Required work —
**A)** Using the discussion about speech recognition, answer each question on its own line:
(i) Which library, now dead, was used to make the mxj?
(ii) What kind of n-gram file did the engine often use?
(iii) At the presentation at Hudds, what was shown that left a strong memory?
**B)** According to the discussion about speech recognition, what outputs did the external give? List every one.

Excerpt to read —
┏━━

One might also take influence from strategies for creating conlangs as they have lots of similar requirements such as constructing a grammar, designing a phonology etc. I had a friend who made his own radio show in his and it was weirdly convincing that it was a language people used day to day. If I can find the link I will

You could hack a speech recognition engine and “reverse” its use. I was using this for my stuff and Georges Aperghis.

For instance, a long time ago using the now dead Sphinx library, I made an mxj (Java within Max) retrieving the position of phonemes recorded into a buffer~. The engine was using an n-gram file (often 3-gram) together with a language specific phoneme dictionary. Sphinx was providing several languages.
It was possible to either use the whole dictionary (not great) or to narrow the search using a JSpeech Grammar Format text file containing a prob tree of the text to be recognized (super great).
The external was giving lists of the recognized text, the position of words and phonemes (!!!) in the buffer~. You could then concatenate then ala Aperghis etc.
I do not know if that still works. There are much better engines now worth being implemented into Max.

A dinosaur from the permafrost I would REALLY LOVE to wake and implement into Flucoma… In another life.


I think I remember one of your presentations at Hudds with this stuff. It sounded amazing!

I still have a strong memory of when you showed the “leftovers” of the process, which were all the things that weren’t phonemes.

┗━━

Supplied data —

┏━━

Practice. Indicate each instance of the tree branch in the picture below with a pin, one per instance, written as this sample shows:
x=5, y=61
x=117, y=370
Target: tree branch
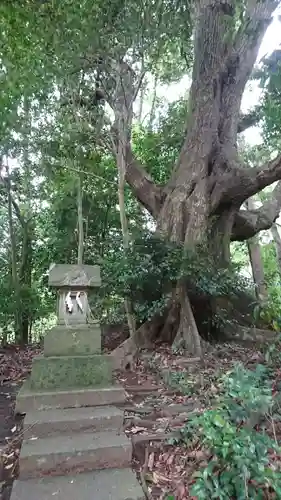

┗━━

Per-task outputs —
**A)**
(i) Sphinx
(ii) A 3-gram file
(iii) The "leftovers" of the process, meaning all the things that weren't phonemes

**B)**
- Lists of the recognized text
- The position of words in the buffer~
- The position of phonemes in the buffer~